» PASSAGE SHOWN:
Tipping in restaurants

Discussion in 'After Hours Lounge (Off Topic)' started by John Gates, May 19, 2003.

  1. John Gates

    John Gates Second Unit

    Joined:
    Jun 18, 2001
    Messages:
    370
    Likes Received:
    0
    My wife and I have an ongoing tiff about how much to tip the wait person at a restaurant. I am much more strict, and tip for service. I tend to calculate a strict percentage.

    My wife insists on a couple of bucks, even if the bill is very low, sometimes resulting in a very high percentage.

    IRS assumes that waiters are receiving 15% on average, so there is a tacit expectation that 15% is standard.

    Personally, I tip 15% for good service, but my wife is appalled if I leave less. TIP stands for "To Insure Promptness," so if the service is not prompt or courteous, the TIP suffers accordingly.

    For really excellent service, sometimes I go as high as 30%, with 20% being a "good tip" in my mind.

    What do you all do about TIPs?

    Am I being silly? Am I a hopeless tightwad?
     
  2. BrianB

    BrianB Producer

    Joined:
    Apr 29, 2000
    Messages:
    5,205
    Likes Received:
    1
  3. Justin Lane

    Justin Lane Cinematographer

    Joined:
    Jan 18, 2000
    Messages:
    2,149
    Likes Received:
    0
    My baseline for tipping is 20%. Bad service gets less (10-15% depending on how bad, and good service gets a bit more (up to 30%).

    John,

    You do realize that most wait staff get paid a little over 2 bucks an hour and rely on the tips to make up the rest of their wages? When giving tips, I try to remember what a vital part they are to a waitperson's livlihood, and how tough it must be in the other person's shoes, attempting to please everyone they service, even those who are unpleasable.

    J
     
  4. Adam Bluhm

    Adam Bluhm Supporting Actor

    Joined:
    Feb 9, 2002
    Messages:
    611
    Likes Received:
    0
    My page contradicts yours, Brian. [​IMG] http://www.acronymfinder.com/af-quer...g=exact&page=3

    I've eaten at a range of restaurants, which can be anywhere from the local Pizza Hut to the Blue Point in Atlanta (which is likely a $50+/plate dinner... whoever paid for it knows [​IMG] ).

    I've had anywhere from people using the term, "Pardon my reach" to having a waitress give a smug look when we place our glasses on the EDGE of the table awaiting a refill which she has apparently intentionally neglected to do.

» SUPPLIED DATA:
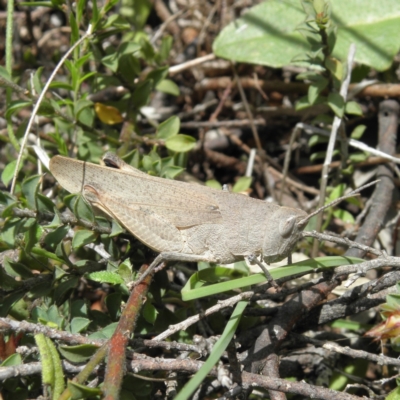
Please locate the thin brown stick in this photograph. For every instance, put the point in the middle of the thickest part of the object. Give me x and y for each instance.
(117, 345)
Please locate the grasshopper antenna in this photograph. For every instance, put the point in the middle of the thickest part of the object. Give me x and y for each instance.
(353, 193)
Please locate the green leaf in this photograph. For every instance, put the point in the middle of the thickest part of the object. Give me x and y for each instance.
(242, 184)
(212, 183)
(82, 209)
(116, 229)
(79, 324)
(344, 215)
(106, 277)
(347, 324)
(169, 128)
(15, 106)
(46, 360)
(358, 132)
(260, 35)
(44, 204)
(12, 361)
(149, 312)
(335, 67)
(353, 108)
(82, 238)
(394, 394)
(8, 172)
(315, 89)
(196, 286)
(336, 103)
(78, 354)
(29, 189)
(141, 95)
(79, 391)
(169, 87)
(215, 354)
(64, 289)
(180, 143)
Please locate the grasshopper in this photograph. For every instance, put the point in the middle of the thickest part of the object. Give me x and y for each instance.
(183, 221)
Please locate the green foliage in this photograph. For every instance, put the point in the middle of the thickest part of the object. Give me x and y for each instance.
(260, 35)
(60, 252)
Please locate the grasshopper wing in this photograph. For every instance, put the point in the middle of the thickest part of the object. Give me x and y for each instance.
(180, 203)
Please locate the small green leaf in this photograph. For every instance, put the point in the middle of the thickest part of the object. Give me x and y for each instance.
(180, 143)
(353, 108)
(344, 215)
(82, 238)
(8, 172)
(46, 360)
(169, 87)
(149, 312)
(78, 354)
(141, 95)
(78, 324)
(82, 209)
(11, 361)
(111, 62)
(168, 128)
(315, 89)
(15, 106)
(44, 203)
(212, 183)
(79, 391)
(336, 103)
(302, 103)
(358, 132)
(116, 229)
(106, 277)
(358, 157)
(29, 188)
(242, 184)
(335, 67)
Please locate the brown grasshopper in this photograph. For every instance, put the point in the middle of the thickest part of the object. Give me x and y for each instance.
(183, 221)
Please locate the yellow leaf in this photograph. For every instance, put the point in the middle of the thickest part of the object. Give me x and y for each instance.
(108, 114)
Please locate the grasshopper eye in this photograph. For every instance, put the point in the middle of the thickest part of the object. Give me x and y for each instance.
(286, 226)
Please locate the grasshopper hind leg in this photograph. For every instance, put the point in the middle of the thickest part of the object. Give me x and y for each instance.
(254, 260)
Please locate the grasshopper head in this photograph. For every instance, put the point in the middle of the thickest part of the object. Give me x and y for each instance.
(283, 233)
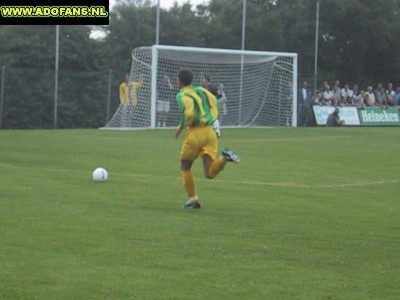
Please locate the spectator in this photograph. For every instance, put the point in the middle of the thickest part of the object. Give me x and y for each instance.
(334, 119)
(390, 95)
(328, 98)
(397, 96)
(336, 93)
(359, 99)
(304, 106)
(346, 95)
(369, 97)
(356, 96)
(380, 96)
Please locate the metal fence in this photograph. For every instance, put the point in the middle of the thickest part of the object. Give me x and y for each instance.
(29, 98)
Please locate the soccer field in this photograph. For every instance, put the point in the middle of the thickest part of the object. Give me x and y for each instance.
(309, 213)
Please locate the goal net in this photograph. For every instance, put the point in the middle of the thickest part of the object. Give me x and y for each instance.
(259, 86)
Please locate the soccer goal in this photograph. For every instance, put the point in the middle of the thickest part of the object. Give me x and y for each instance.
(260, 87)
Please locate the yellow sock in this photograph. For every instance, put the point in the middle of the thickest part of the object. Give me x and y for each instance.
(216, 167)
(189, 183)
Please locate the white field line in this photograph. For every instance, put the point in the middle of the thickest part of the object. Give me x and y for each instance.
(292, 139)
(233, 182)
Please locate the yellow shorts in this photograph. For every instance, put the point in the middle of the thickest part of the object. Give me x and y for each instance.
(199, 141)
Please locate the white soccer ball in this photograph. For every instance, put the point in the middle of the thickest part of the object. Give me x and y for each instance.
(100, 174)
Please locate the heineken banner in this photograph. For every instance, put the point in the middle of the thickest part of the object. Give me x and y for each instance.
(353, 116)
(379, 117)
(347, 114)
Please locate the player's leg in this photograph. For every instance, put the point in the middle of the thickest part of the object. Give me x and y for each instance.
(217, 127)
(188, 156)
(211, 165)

» EXERCISE DIRECTIONS: Reproduce the stretch of the restaurant tipping thread from "Discussion in 'After" through "a strict percentage.".

» SOLUTION:
Discussion in 'After Hours Lounge (Off Topic)' started by John Gates, May 19, 2003.

  1. John Gates

    John Gates Second Unit

    Joined:
    Jun 18, 2001
    Messages:
    370
    Likes Received:
    0
    My wife and I have an ongoing tiff about how much to tip the wait person at a restaurant. I am much more strict, and tip for service. I tend to calculate a strict percentage.